*GIVEN PROBLEM 1*:
Reproduce part of the listing below word for word: everything from the line containing "Put a point on every instance of the doorway" down to the end of the listing.

*TEXT BLOCK*:

>> start

An emerging model of digital government pioneered by Estonia and India is illustrating how governments can do a better job of delivering services. Both countries have devised ways to make it easy for citizens to do simple things online – register a car or renew a passport, for example. But it’s the scalability and flexibility of the systems that sets them apart from the usual way that governments offer these kinds of services.

Most governments have online offerings that were developed from scratch by each department, duplicating rather than leveraging each other’s systems. It’s a siloed approach that misses opportunities for efficiencies and is more expensive than it needs to be.

Estonia and, increasingly India, by contrast, use a standardized system that allows departments and agencies to share sign-in information and databases, which are part of the back-office systems that support online services. In effect, the systems can talk to each other, which means that new services can be developed and offered quickly and cheaply.

This new approach, in which core sets of shared online tools and databases can be leveraged across government agencies, is called platform government.

The approach has captured the imagination of a Canadian parliamentary standing committee on information, privacy and ethics, which will investigate the topic this spring.

It is thus a timely moment to re-examine where digital government is today, look at what new digital approaches are emerging and take a closer look at how one nation – Estonia – has found powerful advantages in adopting such an approach.

Where is digital government today?

In most governments, departments deliver services online, in person or over the phone using expensive, vertically segregated back-office systems. Each service relies on its own large software system that manages a process – filing your taxes, for example, or applying for a driver’s license. A record of each transaction is stored in a distinct database: your tax file, say, or the history of your driver’s license and number. For the last several decades, building these systems has been the core strategy of e-government, initially to automate back-office work, and then as a means of offering services online. The software codified business processes, allowed for a reduction in staffing, and served to standardize service, while databases replaced filling cabinets.

>> end

*GIVEN PROBLEM 2*:
In the text on digital government, what is the approach called in which core sets of shared online tools and databases are used across government agencies?

*SUPPLIED MATERIAL*:

>> start

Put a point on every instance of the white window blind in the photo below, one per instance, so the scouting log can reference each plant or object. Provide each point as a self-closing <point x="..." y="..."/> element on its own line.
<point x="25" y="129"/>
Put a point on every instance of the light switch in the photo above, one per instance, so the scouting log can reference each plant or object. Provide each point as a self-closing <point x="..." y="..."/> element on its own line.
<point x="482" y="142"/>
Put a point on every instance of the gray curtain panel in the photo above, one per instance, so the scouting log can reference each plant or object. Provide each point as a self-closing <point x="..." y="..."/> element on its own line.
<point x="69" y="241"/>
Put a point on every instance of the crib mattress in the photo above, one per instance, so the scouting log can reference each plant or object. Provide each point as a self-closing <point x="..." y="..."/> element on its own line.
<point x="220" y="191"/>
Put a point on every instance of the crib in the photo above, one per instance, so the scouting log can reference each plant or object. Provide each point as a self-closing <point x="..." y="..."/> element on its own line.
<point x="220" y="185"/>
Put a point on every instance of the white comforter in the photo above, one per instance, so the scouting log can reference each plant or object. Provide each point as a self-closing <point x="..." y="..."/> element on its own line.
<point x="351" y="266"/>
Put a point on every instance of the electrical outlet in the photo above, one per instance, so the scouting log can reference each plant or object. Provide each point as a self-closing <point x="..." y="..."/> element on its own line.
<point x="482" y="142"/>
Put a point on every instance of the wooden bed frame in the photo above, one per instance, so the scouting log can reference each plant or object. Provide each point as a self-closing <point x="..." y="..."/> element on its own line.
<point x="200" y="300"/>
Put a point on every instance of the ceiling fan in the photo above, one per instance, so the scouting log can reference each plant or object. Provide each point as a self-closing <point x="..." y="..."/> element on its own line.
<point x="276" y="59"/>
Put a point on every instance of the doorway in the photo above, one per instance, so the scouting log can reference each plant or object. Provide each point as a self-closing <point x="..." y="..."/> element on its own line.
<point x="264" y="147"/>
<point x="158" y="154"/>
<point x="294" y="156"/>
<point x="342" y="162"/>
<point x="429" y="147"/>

>> end

*WRITTEN SOLUTION 1*:
Put a point on every instance of the doorway in the photo above, one per instance, so the scouting log can reference each plant or object. Provide each point as a self-closing <point x="..." y="..."/> element on its own line.
<point x="264" y="147"/>
<point x="158" y="154"/>
<point x="294" y="156"/>
<point x="342" y="162"/>
<point x="429" y="147"/>

*WRITTEN SOLUTION 2*:
Platform government.